▶ [Directions] Reproduce every one of the rows below without changing a word, and omit the pictures from your copy.

▶ [Given records]
━━━━━━━━━━

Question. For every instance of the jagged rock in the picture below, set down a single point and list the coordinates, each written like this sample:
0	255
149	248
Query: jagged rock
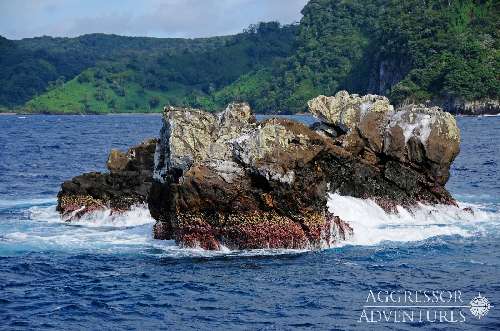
127	184
265	194
225	179
345	111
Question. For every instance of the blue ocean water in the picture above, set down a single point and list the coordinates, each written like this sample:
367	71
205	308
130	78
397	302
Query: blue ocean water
109	274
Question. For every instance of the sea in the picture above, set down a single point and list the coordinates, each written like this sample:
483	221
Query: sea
417	269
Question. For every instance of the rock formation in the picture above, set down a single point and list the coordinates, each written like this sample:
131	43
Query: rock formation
127	184
226	179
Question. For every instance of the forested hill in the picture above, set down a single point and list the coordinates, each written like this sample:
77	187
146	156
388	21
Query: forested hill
442	51
29	66
413	51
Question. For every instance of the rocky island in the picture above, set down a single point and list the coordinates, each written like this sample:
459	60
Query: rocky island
225	179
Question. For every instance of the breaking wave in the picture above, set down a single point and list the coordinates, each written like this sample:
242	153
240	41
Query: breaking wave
131	232
372	225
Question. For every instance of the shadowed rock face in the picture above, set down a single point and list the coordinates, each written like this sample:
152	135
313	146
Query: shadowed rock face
225	179
128	183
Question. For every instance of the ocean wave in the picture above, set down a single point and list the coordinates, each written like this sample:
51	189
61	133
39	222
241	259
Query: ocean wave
20	203
372	225
131	232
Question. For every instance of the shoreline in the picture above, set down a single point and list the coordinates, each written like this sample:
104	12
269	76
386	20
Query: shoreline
160	113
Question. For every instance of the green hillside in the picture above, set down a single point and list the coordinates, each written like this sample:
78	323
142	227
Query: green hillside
146	82
445	51
412	51
29	66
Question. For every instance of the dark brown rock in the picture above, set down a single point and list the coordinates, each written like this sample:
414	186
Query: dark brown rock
126	185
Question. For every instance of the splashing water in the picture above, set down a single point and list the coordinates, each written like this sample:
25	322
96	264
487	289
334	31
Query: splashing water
372	225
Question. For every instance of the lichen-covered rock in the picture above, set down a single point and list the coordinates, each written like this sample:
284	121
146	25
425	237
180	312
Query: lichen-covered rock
424	138
268	186
345	110
263	191
215	180
127	184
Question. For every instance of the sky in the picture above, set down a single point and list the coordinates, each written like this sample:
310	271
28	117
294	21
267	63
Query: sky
153	18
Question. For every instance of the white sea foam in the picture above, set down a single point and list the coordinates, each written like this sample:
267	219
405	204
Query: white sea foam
131	232
26	202
372	225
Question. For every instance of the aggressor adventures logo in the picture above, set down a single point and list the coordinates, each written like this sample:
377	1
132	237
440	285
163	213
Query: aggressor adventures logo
441	306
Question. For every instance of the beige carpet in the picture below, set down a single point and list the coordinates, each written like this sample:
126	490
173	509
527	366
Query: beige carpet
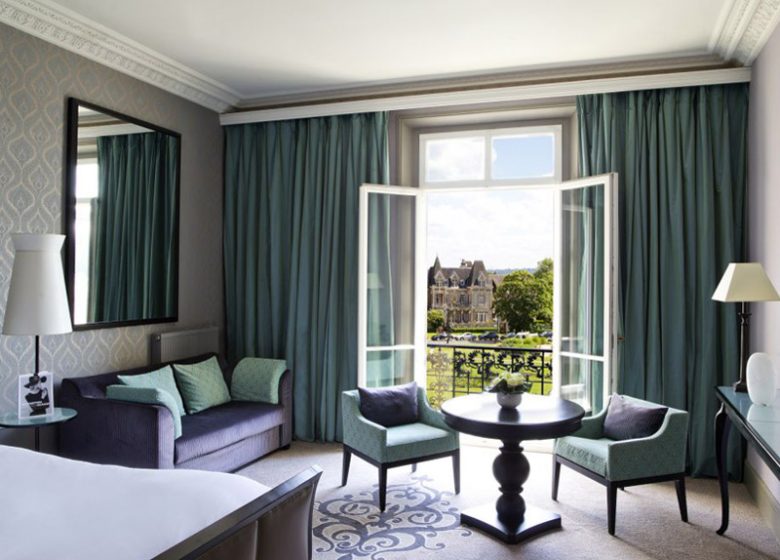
648	521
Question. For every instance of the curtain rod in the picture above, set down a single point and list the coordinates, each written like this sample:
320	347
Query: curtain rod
493	95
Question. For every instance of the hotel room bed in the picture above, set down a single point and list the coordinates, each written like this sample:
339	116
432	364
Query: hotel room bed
61	508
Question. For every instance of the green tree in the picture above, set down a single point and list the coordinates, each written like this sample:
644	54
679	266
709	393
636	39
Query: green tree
435	319
524	299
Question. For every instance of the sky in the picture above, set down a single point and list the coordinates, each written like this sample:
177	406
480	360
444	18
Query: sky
505	229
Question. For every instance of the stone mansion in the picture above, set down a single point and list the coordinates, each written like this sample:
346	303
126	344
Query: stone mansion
464	293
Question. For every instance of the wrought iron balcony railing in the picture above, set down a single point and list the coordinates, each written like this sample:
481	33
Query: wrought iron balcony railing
460	369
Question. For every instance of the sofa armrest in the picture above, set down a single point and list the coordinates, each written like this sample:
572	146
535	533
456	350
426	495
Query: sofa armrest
286	400
592	426
660	454
116	432
360	433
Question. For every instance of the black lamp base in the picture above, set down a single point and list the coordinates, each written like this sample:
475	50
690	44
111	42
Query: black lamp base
744	335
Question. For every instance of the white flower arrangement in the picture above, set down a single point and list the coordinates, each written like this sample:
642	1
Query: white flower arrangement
510	383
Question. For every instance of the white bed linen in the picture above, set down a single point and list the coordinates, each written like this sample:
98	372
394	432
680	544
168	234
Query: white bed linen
72	510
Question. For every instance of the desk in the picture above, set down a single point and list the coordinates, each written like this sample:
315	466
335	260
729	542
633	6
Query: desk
760	425
537	418
58	415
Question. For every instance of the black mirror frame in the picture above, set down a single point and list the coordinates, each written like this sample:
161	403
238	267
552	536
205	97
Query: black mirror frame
69	210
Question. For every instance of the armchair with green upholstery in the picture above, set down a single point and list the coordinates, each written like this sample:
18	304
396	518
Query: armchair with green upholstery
616	464
408	444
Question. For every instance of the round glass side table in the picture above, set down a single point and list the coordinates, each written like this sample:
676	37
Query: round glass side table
59	415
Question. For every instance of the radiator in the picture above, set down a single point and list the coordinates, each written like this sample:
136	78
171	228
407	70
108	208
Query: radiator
175	345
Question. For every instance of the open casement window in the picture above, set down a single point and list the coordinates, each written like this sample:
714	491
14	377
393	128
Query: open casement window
392	286
584	290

━━━━━━━━━━

▶ [Response to this exercise]
Question. For every instance of the jagged rock in the picture below, set down a single point and list the coordinates, each written like this sample:
0	255
149	248
Query: jagged rock
127	184
265	194
225	179
345	111
Question. For every instance of the blue ocean water in the picture above, set down a single point and list the coordinates, each written like this sample:
367	71
205	308
130	78
397	302
Query: blue ocean water
109	274
Question. For every instance of the sea in the picture above, set down a single point and list the coordinates, each written like this sample:
483	221
Query: sea
417	269
Question. For every instance of the rock formation in the picture above, set down a single point and list the coordinates, each written like this sample:
131	43
Query: rock formation
127	184
226	179
Question. For every instance of the forested hill in the picture above, set down a single point and list the coordinates, each written like this sample:
77	187
146	156
388	21
Query: forested hill
442	51
29	66
413	51
Question. For every instance of the rocky island in the picture above, set down a single point and list the coordinates, each written like this sample:
459	60
Query: rocky island
225	179
Question. For every instance of the breaking wave in the picture above, set down a single point and list the coordinates, each written like this sample:
242	153
240	41
Query: breaking wave
131	232
372	225
Question. For every instance of the shadowed rock face in the picture above, set down a single point and list the coordinates, each written like this sample:
152	135
313	146
Query: shadowed rock face
225	179
128	183
Question. For every instance of the ocean wave in the picture above, set down a single point and list the coordinates, each written like this sample:
51	189
61	133
39	222
241	259
Query: ocean wave
20	203
372	225
131	232
Question. For every instance of the shoreline in the picture above, set down a single point and list the coordinates, each written like this sample:
104	12
269	76
386	20
Query: shoreline
160	113
Question. For every instance of the green hillside in the picture above, set down a single point and list the coordinates, each written like this sample:
78	323
142	227
Query: green hillside
146	82
445	51
412	51
29	66
Question. For every instance of the dark brown rock in the picture above, set down a single point and list the coordinates, each written like this sample:
414	186
Query: dark brown rock
126	185
Question. For every instance of the splashing water in the picture above, set down a single point and list the coordinates, each written like this sample:
25	322
96	264
487	289
334	31
Query: splashing water
372	225
Question. For every instance of the lichen-covered rock in the picture above, set down a single point and list the coordinates, each written like this sample:
284	121
146	25
425	237
180	312
Query: lichen-covered rock
424	138
268	186
345	110
263	191
215	180
127	184
Question. For every instance of the sky in the picture above, set down a single point and list the coordinates, each written like this sample:
310	271
28	117
294	21
267	63
Query: sky
153	18
Question. For every instance of the white sea foam in the picture above, set down a single point and list the coordinates, each written like this sample:
267	219
405	204
Query: white sea foam
131	232
26	202
372	225
Question. For every instance of the aggressor adventures logo in the picture above, set down a single point and list the coordinates, each written like this sample:
377	1
132	237
440	285
163	213
Query: aggressor adventures logo
441	306
Question. For every instance of the beige carpet in the picture below, set down a single point and list the coordinates, each written like this sample:
126	490
173	509
527	366
Query: beige carpet
648	521
Question. For every instance of the curtain rod in the picture above, set down a single point and list the coordinates, each written like this sample:
320	347
Query: curtain rod
493	95
Question. For every instance of the hotel room bed in the picture above, set down a single point and list the coordinates, each written like this sample:
339	116
432	364
Query: hotel room bed
61	508
Question. For every instance of the green tree in the picture above, set down a single point and list the coordinates, each written like this sample:
644	54
679	266
709	393
636	39
Query: green tree
435	319
524	299
Question. For every instance of the sky in the picture above, set down a single point and list the coordinates, each written like this sample:
177	406
480	360
444	18
Query: sky
505	229
Question. For every instance of the stone mansion in the picture above, set down a single point and list the coordinates, each written like this sample:
346	303
126	344
Query: stone mansion
464	293
Question. For every instance of the wrought iron balcony railing in the picture above, set down a single point and list the coordinates, each written like this sample:
481	33
Query: wrought iron balcony railing
460	369
Question. For every instance of the sofa armrest in the picture above, set down a single point and list the coordinates, each written like this sample:
572	146
535	533
456	350
426	495
Query: sofa armrest
286	400
592	426
660	454
116	432
360	433
Question. For every instance of the black lamp base in the picture above, set down a single point and list the coordinates, each written like this sample:
475	50
690	44
111	42
Query: black lamp base
744	335
Question. For every instance of the white flower arrangement in the picture above, set down a single point and list the coordinates, each written like this sample:
642	1
Query: white flower arrangement
510	383
Question. For every instance of the white bed linen in the picture above, set down a single point and list the coordinates, each written like this sample:
98	372
394	432
680	544
168	234
Query: white bed linen
72	510
Question. For every instance of the desk in the picture above, set down a single point and list the coordinates, each written like this sample:
315	466
335	260
729	542
633	6
Query: desk
760	425
537	418
58	415
Question. For every instance of the black mirror frame in the picture above, set down a single point and list the coordinates, each written like this sample:
161	403
238	267
552	536
205	97
Query: black mirror frame
69	210
Question. For every instance of the armchair with green upholstery in the picture above, set down a single point and list the coordinates, each written like this sample:
18	304
396	518
Query: armchair with green upholstery
616	464
408	444
Question. For every instance of the round glass side table in the picture above, set down a single point and list the coordinates, each written like this sample:
676	37
Query: round glass side table
59	415
Question. For every instance of the radiator in the picture above, set down a single point and list the coordinates, each written like this sample:
136	78
171	228
407	70
108	208
Query: radiator
175	345
Question. For every instance of the open casement window in the picture above, set down a single point and list the coordinates, each written like this sample:
714	491
14	377
393	128
Query: open casement window
392	286
584	290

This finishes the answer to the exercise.